--- start of AVAILABLE DATA ---
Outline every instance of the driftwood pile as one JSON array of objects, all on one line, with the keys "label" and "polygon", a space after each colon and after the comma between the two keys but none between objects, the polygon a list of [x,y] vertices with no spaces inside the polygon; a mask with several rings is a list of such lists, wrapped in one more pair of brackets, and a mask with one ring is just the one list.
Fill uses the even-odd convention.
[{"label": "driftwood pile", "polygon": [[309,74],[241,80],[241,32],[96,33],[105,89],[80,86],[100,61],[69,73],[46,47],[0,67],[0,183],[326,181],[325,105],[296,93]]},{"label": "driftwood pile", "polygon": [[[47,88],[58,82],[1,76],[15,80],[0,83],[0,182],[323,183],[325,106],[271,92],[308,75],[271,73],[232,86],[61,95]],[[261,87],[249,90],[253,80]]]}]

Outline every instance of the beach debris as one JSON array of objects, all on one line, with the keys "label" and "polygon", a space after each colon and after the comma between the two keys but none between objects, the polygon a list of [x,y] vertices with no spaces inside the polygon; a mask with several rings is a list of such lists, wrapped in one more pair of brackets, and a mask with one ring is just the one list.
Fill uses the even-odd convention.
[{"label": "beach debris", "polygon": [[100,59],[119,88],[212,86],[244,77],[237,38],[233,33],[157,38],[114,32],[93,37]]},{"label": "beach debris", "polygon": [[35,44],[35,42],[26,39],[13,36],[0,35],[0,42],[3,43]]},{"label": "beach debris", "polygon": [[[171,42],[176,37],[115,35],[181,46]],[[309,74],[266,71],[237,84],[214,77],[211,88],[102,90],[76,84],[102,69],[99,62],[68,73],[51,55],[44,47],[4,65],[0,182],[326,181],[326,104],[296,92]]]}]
--- end of AVAILABLE DATA ---
Rewrite the lines above as a Markdown table with two columns, "Row" for the row number and "Line" for the line itself, and leave out the blank lines.

## [OUTPUT]
| Row | Line |
|---|---|
| 1 | Outline every instance of the driftwood pile as one JSON array of objects, all on one line, with the keys "label" and "polygon", a space after each colon and after the comma between the two keys but none between objects, the polygon a list of [x,y] vertices with no spaces inside the polygon; a mask with several rings is a list of such lists, wrapped in one more pair of brackets, and a mask with one ring is just the one list. |
| 2 | Fill uses the even-odd convention. |
| 3 | [{"label": "driftwood pile", "polygon": [[309,74],[241,80],[241,32],[96,33],[105,89],[80,86],[100,61],[69,73],[46,47],[0,67],[0,183],[326,181],[325,105],[296,93]]},{"label": "driftwood pile", "polygon": [[[47,88],[58,82],[1,76],[15,80],[0,83],[0,182],[323,183],[325,106],[271,92],[308,75],[271,73],[232,86],[61,95]],[[261,87],[249,90],[253,80]]]}] |
| 4 | Outline every instance of the beach debris as one JSON array of objects, all on one line, with the keys "label" and "polygon", a space after each colon and after the comma between the two keys but none between objects, the polygon a list of [x,y] vertices with no spaces inside the polygon; a mask with several rings is a list of such lists, wrapped in one more pair of brackets, and a mask with one ring is just the one list. |
| 5 | Fill uses the even-odd convention. |
| 6 | [{"label": "beach debris", "polygon": [[100,59],[119,88],[212,86],[244,77],[237,38],[233,33],[157,38],[114,32],[93,37]]},{"label": "beach debris", "polygon": [[35,44],[35,42],[26,39],[13,36],[0,35],[0,42],[3,43]]},{"label": "beach debris", "polygon": [[[171,42],[176,37],[115,35],[181,46]],[[309,74],[266,71],[237,84],[214,77],[211,88],[102,90],[76,84],[102,69],[99,62],[68,73],[51,55],[44,47],[4,65],[0,182],[326,181],[326,104],[296,92]]]}] |